- Work to be completed -
Please set down all the lines beneath this one exactly, without the pictures.

(Stored entries)
** Start **

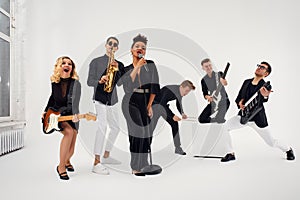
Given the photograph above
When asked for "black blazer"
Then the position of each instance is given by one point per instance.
(97, 69)
(260, 118)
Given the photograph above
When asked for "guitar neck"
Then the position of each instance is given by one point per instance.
(70, 117)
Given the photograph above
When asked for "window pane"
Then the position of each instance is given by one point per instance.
(4, 78)
(4, 4)
(4, 24)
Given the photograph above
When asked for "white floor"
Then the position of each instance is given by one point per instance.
(259, 172)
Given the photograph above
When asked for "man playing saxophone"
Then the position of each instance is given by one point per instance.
(104, 75)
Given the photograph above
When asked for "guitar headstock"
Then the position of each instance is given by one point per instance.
(91, 116)
(268, 86)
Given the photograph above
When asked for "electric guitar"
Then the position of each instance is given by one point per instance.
(52, 117)
(253, 105)
(216, 95)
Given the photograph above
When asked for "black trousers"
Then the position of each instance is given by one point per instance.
(159, 111)
(220, 117)
(134, 108)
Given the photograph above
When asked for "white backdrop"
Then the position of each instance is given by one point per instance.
(240, 32)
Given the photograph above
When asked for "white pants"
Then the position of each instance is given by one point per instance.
(265, 134)
(106, 116)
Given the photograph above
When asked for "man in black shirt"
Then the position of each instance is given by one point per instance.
(209, 84)
(259, 121)
(104, 103)
(169, 93)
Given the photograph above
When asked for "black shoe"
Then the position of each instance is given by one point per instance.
(228, 157)
(290, 155)
(179, 151)
(70, 168)
(217, 120)
(63, 175)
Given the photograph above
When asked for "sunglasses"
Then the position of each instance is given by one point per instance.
(261, 67)
(112, 44)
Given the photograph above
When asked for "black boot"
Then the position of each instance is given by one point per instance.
(290, 155)
(228, 157)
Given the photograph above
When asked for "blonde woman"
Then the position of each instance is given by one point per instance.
(65, 98)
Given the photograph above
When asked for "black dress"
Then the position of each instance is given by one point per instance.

** End **

- Correct answer -
Given the photograph above
When asked for "black blazer"
Then the position of each instance is given by one point per instance.
(97, 69)
(260, 118)
Given the photograph above
When asked for "guitar neck"
Then the position of each instance is given by one point per instance.
(70, 117)
Given the photograph above
When asked for "window pane"
Then the position of each instance is given by one point per instance.
(4, 78)
(4, 4)
(4, 24)
Given the photograph above
When asked for "white floor"
Then the position of each instance is given by one point per instance.
(259, 172)
Given the photograph above
When asked for "man playing saxophone"
Then the position of each instance is given by one point per instance.
(104, 75)
Given the photograph above
When asked for "guitar headstock"
Then the position of each instance is given by one point per instance.
(91, 116)
(268, 86)
Given the photograph above
When asked for "electric guitar"
Then the position of each instance is given by one point per instance.
(52, 117)
(253, 105)
(216, 95)
Given the photograph above
When asked for "black trousers"
Then the position of each instance is given by one point per instance.
(159, 111)
(220, 117)
(134, 108)
Given the photograph above
When asked for "white backdrop"
Then the position of each instance is given by one point per instance.
(240, 32)
Given the photograph above
When asked for "white pants"
Then the position of each instance is given by one point per instance.
(265, 134)
(106, 116)
Given the photograph above
When asked for "man in black shirt"
Then the position of each instance is given by one point per instance.
(209, 84)
(259, 121)
(104, 103)
(169, 93)
Given the photograph above
When asked for "black shoe"
Then the position of each instance is given by one point per instance.
(228, 157)
(290, 155)
(179, 151)
(70, 168)
(217, 120)
(63, 175)
Given the photograph above
When asked for "sunglasses"
Then the position of each instance is given by one point per instance.
(261, 67)
(112, 44)
Given the photograph above
When asked for "black boot"
Then the position of each instance is given by one point per instance.
(290, 155)
(228, 157)
Given the photograph above
When asked for "blonde woman"
Then the position of each instance is given by one point per instance.
(65, 98)
Given the photograph above
When asked for "black dress"
Then the position of each instance is given by one point per instance.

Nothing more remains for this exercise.